What the task asks
Can you update the records from their start up to and including the line that contains "513 267 536 324", changing "grounding model" to "detection model" and leaving everything else as it is? Give back only those lines.

begin

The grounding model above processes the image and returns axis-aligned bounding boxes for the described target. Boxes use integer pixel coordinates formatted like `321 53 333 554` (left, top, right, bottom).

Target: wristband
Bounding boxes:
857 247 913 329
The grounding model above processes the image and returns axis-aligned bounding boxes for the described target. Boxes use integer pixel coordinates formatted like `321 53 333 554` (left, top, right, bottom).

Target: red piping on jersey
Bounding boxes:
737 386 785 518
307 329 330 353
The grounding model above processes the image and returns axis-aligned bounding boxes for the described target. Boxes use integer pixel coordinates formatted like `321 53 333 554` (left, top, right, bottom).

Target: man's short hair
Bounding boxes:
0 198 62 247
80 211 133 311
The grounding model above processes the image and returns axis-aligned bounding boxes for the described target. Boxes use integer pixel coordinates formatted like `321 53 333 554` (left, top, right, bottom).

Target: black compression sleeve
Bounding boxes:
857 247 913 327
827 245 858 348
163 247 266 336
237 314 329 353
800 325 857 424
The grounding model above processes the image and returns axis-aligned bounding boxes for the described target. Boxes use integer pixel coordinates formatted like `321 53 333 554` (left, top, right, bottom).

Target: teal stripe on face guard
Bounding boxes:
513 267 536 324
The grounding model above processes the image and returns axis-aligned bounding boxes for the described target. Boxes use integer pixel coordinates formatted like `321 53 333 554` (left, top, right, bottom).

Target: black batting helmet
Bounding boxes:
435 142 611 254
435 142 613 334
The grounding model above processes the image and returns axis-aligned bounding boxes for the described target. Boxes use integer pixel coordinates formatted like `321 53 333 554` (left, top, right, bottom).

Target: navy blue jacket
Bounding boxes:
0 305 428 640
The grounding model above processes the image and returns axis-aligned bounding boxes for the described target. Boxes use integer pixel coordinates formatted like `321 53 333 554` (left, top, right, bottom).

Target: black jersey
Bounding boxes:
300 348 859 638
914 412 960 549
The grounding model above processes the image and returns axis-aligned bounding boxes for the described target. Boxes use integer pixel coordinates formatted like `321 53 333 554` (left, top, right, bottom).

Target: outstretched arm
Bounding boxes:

end

Response to the exercise
The detection model above processes the image and returns axis-aligned bounding boxes for the described target. Boxes use integer pixel coordinates formatted like `321 53 333 554` (left, top, right, bottom).

Target: wristband
Bounding boxes:
857 247 913 329
The detection model above processes the image and returns axis-aligned bounding boxes for the described target. Boxes use integer pixel coordinates formatted like `321 53 333 554` (left, top, right, bottom).

Target: red piping on jersey
Bounding boxes:
737 386 785 518
307 329 330 353
The detection model above processes the image and returns axis-aligned bounding boxes for the described target. Boxes use integer pixel coordinates formatted like `321 53 333 554` (left, top, right, bottom).

Target: man's short hair
Bounding boxes:
0 198 62 247
80 211 133 311
The detection model above processes the image and returns axis-aligned bounding boxes for the described target. Boxes use integer pixel coordinates formatted like `321 53 333 554` (left, top, right, bottom).

Target: black compression sleeve
Bounding boxes:
857 247 913 327
827 245 858 348
163 247 266 336
237 314 329 353
800 325 857 424
The detection model above processes the image and returns axis-aligned bounding boxes for the described target. Boxes use integer pixel coordinates formatted like `321 53 333 554` (left, top, right, bottom).

Target: teal stripe on face guard
Bounding boxes:
513 267 536 324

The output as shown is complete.